# Things to do
1. According to the vehicle HVAC passage, why do heat pumps work well with EVs?
2. Copy the vehicle HVAC passage word for word from "By the late" to "until the 1960s.".
3. Rewrite the paragraph of the vehicle HVAC passage that begins "It wasn't until 1930" as a short bulleted list that keeps its main facts.

# Document passage
▬▬▬▬▬▬
The principles of HVAC and refrigeration remain unchanged

• Heat pumps produce more energy than what is required to operate them

• Heat pumps work well with EVs because they place no significant load on the vehicle's HV battery.

The heat pump climate control system of an EV is a bit more intricate than that of a typical ICE vehicle, but the basic principles of refrigeration still apply. 

With the auto industry’s rapid movement from internal combustion engines to electrified powertrains, the task of conditioning the vehicle’s interior is changing significantly. Auto manufacturers are quickly adapting heating, ventilation, and air conditioning (HVAC) equipment to fit electric vehicles’ (EV) needs. For technicians expected to repair EVs, the learning curve is steep. However, the situation for current technicians is no different from what previous generations of techs tackled as vehicle technology advanced.

Hyundai and Kia’s system additionally uses waste heat, contributing to its efficiency increase. GIF from Hyundai Motor Group

The history of HVAC 

Over 120 years ago, the automobile was in its infancy. As such, the vehicle occupant’s heating consisted of coats, blankets, winter caps, face coverage, gloves, and boots for the operator and riders (Figure 1). The occupants' comfort was a minor manufacturer’s concern during the open-cab, horseless carriage period. In addition to winter clothing, some owners installed brick boxes into their cars to provide a source of heat. In both cases, the occupant's heating relied upon a source other than the vehicle. 

The methods of occupant heating changed as vehicles moved from the open carriage design to enclosed cabins in the early 1910s. First, the enclosed interior provided additional occupant protection from harsh weather and cold temperatures. Then, in the 1920s, closed-body vehicle production surpassed open-body models. At about the same time, the original equipment manufacturers (OEMs) developed exhaust heaters to provide vehicle interior heating. The exhaust heaters used engine exhaust to warm a radiator-like exchanger placed under the vehicle floor or at the feet of the riders. 

By the late 1920s, the OEMs began casting (or fabricating) shielding around the exhaust manifold. Air was channeled, with the aid of the engine’s radiator fan, over the exhaust manifold, and the shielding directed the heated air to the vehicle’s interior (Figure 2). The engine proved to be an excellent source of heat, but the use of engine exhaust raised concerns about exhaust emissions entering the car. At the same time, some manufacturers developed gasoline heaters (with similar emissions concerns), which remained an option for specific vehicle models until the 1960s.  

It wasn’t until 1930 that General Motors produced the modern industry standard heater core. Hot coolant from the engine was plumbed into a heater core (a small radiator) under the dash. A blower motor moved air across the heater core. The heat picked up by the passing air was distributed to various discharge nozzles at the dashboard. As years passed, a maze of ductwork feeding a series of discharge vents was placed at multiple interior locations. 

As automotive technology advanced, repair technicians had to master new concepts, which included the evolution of coolant (from water to mixed blends), pressurized cooling systems, and air conditioning (A/C) operation. Although air conditioning was an option for some automakers starting in the 1930s, it was not until after WWII that manufacturers began standardizing the location of the significant components.
▬▬▬▬▬▬
Collection entries
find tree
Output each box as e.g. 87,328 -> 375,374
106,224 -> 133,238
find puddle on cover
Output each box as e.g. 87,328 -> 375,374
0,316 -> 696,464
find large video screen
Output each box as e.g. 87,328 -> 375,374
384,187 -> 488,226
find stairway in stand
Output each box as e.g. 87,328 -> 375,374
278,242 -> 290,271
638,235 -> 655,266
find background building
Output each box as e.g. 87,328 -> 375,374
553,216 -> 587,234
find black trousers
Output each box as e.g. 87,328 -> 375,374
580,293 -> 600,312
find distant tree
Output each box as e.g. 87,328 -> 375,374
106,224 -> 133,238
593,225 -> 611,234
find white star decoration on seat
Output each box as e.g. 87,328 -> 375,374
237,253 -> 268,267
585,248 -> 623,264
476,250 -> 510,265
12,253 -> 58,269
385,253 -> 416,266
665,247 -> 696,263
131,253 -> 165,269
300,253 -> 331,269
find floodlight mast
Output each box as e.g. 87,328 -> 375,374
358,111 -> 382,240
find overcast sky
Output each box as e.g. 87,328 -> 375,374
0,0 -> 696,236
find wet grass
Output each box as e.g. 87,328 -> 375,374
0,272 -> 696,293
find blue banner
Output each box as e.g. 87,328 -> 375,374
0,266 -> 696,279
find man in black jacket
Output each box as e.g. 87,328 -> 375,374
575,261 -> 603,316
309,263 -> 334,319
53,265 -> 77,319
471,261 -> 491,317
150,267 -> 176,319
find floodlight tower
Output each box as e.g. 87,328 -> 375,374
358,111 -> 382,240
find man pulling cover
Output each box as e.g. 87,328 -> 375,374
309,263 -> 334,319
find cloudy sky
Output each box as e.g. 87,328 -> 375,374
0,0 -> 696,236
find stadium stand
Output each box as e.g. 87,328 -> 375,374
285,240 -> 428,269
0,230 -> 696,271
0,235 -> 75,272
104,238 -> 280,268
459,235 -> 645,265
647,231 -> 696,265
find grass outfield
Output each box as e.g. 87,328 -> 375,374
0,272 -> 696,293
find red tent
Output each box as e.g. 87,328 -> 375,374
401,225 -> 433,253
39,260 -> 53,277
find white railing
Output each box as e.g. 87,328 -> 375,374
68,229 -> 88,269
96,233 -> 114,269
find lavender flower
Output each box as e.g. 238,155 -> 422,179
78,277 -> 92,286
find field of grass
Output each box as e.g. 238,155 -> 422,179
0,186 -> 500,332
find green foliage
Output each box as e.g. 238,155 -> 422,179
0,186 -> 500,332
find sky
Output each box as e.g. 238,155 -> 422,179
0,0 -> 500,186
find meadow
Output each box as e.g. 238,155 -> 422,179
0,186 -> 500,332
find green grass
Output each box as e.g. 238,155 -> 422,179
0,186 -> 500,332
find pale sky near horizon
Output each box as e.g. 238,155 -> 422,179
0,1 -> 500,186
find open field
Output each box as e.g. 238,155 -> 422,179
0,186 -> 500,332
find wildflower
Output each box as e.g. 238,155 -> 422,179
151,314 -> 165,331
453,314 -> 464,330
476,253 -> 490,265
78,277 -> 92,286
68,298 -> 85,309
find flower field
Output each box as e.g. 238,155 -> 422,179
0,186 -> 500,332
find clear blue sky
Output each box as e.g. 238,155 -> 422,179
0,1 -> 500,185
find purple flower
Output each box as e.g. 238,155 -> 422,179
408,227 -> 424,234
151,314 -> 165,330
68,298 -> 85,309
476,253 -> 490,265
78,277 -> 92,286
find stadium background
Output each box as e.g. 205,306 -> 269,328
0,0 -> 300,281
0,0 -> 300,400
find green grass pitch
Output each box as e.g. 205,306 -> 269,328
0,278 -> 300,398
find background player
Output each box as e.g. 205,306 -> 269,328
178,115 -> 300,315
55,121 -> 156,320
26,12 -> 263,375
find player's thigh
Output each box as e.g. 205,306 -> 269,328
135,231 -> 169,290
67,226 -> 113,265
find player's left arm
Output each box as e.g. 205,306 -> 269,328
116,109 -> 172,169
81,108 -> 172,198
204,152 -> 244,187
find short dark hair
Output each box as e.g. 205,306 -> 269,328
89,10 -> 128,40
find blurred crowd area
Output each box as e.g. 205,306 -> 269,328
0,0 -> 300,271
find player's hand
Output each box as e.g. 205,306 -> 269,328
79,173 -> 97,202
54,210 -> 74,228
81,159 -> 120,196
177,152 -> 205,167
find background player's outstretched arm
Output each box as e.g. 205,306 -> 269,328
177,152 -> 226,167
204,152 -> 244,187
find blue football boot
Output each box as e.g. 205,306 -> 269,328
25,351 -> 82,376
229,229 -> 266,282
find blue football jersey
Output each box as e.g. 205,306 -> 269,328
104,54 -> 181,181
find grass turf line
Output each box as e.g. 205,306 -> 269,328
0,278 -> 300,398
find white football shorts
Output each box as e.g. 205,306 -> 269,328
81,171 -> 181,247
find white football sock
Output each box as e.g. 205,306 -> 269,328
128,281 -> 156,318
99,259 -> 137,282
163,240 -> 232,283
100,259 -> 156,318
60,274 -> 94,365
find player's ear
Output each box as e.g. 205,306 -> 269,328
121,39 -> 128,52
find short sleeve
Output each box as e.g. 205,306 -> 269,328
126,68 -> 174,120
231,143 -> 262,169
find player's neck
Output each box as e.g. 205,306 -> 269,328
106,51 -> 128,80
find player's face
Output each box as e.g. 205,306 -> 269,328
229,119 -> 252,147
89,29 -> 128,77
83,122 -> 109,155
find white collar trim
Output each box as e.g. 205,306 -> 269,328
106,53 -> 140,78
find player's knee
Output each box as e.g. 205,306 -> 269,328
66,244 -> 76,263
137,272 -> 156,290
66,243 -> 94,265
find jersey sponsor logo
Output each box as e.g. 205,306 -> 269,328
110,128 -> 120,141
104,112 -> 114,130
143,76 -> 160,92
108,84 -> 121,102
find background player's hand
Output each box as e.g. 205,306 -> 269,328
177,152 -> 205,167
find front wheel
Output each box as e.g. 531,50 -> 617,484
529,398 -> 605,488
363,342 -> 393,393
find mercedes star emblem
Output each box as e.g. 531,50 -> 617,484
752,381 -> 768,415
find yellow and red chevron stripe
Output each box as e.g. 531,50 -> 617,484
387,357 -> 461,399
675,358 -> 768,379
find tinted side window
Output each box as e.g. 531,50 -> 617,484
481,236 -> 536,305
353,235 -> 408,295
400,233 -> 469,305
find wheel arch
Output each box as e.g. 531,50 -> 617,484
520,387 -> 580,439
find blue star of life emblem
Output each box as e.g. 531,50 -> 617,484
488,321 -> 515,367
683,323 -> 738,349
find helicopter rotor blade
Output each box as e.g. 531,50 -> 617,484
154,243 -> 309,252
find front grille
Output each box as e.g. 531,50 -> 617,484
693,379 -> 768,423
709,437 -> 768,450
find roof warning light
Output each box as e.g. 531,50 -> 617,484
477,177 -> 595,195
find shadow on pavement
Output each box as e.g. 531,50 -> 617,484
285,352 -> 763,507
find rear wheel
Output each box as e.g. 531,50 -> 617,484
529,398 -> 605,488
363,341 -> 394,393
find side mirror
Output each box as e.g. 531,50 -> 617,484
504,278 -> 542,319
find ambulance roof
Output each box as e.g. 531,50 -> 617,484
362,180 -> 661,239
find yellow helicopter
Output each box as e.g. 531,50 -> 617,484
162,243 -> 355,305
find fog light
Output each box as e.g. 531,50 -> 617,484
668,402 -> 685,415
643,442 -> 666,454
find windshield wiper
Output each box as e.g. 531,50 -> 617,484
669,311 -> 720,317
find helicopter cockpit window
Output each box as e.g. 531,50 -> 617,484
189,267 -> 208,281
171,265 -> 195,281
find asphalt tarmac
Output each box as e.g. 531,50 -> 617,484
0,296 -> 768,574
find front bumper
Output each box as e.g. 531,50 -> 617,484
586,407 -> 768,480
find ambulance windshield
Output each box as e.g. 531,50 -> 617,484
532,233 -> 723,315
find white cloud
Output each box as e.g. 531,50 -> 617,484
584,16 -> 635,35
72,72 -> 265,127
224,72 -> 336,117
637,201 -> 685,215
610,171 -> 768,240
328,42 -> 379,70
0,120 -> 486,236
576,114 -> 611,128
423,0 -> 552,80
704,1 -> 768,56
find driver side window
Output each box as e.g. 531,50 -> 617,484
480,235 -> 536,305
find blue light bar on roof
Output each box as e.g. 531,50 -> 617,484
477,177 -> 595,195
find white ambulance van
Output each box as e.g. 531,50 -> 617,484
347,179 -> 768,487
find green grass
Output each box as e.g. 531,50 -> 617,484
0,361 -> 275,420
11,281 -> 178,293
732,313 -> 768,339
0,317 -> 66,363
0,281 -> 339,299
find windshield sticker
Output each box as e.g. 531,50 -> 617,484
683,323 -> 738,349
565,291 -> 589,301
▬▬▬▬▬▬
# Final results
1. Heat pumps work well with EVs because they place no significant load on the vehicle's HV battery.

2.
By the late 1920s, the OEMs began casting (or fabricating) shielding around the exhaust manifold. Air was channeled, with the aid of the engine’s radiator fan, over the exhaust manifold, and the shielding directed the heated air to the vehicle’s interior (Figure 2). The engine proved to be an excellent source of heat, but the use of engine exhaust raised concerns about exhaust emissions entering the car. At the same time, some manufacturers developed gasoline heaters (with similar emissions concerns), which remained an option for specific vehicle models until the 1960s.

3.
- In 1930, General Motors produced the heater core that became the modern industry standard.
- Hot coolant from the engine was plumbed into the heater core, a small radiator under the dash.
- A blower motor moved air across the heater core.
- The heated air was distributed to discharge nozzles at the dashboard.
- Over the years, ductwork feeding a series of discharge vents was added at multiple interior locations.